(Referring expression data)
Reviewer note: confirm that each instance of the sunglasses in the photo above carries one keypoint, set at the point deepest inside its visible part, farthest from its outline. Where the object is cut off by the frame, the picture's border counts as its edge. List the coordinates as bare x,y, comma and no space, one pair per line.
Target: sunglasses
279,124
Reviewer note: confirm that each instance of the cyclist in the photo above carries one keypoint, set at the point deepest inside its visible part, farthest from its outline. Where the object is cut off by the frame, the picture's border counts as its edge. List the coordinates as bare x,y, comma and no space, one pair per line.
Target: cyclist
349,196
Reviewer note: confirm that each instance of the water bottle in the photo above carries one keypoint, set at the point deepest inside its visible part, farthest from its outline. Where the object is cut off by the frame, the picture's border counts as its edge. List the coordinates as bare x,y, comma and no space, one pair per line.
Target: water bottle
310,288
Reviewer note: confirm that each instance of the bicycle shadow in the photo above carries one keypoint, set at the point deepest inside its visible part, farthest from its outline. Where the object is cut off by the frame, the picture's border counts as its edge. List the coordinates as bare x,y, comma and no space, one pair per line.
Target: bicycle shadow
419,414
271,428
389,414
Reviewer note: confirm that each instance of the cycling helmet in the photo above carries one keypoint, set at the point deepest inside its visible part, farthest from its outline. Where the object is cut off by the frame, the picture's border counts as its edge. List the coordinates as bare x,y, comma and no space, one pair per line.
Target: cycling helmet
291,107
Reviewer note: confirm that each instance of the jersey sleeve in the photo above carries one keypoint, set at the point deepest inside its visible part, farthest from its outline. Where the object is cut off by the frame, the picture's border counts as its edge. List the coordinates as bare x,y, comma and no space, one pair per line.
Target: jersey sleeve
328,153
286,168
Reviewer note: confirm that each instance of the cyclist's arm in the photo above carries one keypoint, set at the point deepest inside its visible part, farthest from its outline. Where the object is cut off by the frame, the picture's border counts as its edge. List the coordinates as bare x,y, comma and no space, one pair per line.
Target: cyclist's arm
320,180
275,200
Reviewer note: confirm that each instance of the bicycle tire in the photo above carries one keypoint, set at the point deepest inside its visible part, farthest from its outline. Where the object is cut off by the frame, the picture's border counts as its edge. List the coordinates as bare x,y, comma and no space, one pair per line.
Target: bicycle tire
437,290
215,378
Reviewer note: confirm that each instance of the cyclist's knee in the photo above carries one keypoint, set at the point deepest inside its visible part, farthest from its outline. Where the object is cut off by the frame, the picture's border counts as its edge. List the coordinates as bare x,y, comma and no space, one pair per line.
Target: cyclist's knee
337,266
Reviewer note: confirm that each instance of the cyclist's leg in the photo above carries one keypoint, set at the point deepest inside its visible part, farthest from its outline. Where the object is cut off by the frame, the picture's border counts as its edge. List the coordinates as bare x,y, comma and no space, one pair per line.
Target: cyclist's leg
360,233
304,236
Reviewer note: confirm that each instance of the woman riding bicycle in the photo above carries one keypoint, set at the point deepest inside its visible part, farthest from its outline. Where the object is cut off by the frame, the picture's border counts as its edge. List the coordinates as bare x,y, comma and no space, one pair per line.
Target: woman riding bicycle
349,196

● **Problem description**
Nothing in the records should change when you repeat them all.

● **Final answer**
Reviewer note: confirm that each instance of the sunglasses in the photo above carries one keypoint, set at the point deepest inside its visible part, farthest from its outline. Where the object is cut off by the frame, the picture's border counts as its edge. List the coordinates as bare x,y, comma and no space, one pair per line.
Target: sunglasses
279,124
Reviewer note: confirm that each instance of the cyclist in the photo above carries one keypoint, set at the point deepest inside its visible part, farthest from its outline. Where the object is cut off by the frame, the picture's border counts as its edge. List the coordinates as bare x,y, comma and no space, one pair per line.
Target: cyclist
349,196
Reviewer note: confirm that each instance of the water bottle in the photo above carries one keypoint, set at the point deepest inside its visible part, farthest from its outline. Where the object is cut off by the frame, the picture's border counts as its edge. List the coordinates as bare x,y, comma and no space, one pair per line.
Target: water bottle
310,288
Reviewer note: confirm that each instance of the bicycle shadow in the photo above carries one keypoint, set at the point deepest inside its visible part, farthest from its outline. Where the object is cut off by the frame, the picture's border counts as its edge. List the coordinates as bare x,y, comma and no space, one pair per line.
Target: bicycle shadow
419,414
271,428
389,414
Reviewer note: confirm that each instance of the cycling helmet in the photo above carries one keypoint, set at the point deepest inside its visible part, farthest from its outline. Where the object is cut off by the frame, the picture's border counts as its edge. List the coordinates as bare x,y, comma and no space, one pair per line.
Target: cycling helmet
291,107
Reviewer note: confirm that each instance of the jersey sleeve in the photo above carries one keypoint, set at the point deepest inside its visible part, farthest from its outline. Where the object is cut off by the frame, the picture's border counts as its edge. List the coordinates as bare x,y, comma and no space, one pair per line.
Target: jersey sleeve
328,153
286,168
Reviewer note: confirm that each instance of the cyclist's arm in the photo above carries one keypoint, set at the point deepest inside its visible part, farthest from its outline. Where the object is cut off by the frame, the picture's border counts as its edge. List the coordinates as bare x,y, comma and no space, one pair per line.
Target: cyclist's arm
320,180
275,200
Reviewer note: confirm that each instance of the bicycle tire in the photo above carries one keypoint, set at the point deepest inside its visible part, farthest from its outline. Where the object is cut off by the frame, the picture's border counts as its edge. List the coordinates as bare x,y, comma and no space, one pair per line.
Target: bicycle tire
437,290
215,378
Reviewer note: confirm that each instance of the cyclist's knee in the photo above carries one keypoint, set at the point deepest inside its visible part, farthest from its outline. Where the object is cut off by the frame, the picture's border counts as its edge. List the coordinates as bare x,y, comma and no space, one pair per line.
Target: cyclist's knee
337,266
Reviewer note: confirm that each instance of the cyclist's leg in the photo above carries one keypoint, set at the point deepest inside its visible part, farthest from its outline. Where the object is cut off by the frame, the picture's border counts as its edge. List the coordinates as bare x,y, comma and no space, one pair per line.
Target: cyclist's leg
360,233
304,236
Reviewer note: confirm that each instance of the woman riding bicycle in the photo above carries one keypoint, set at the point deepest inside its visible part, farthest from its outline. Where the object is cut off by the frame, the picture's border counts as its edge. List the coordinates as bare x,y, comma and no space, one pair per line.
Target: woman riding bicycle
349,196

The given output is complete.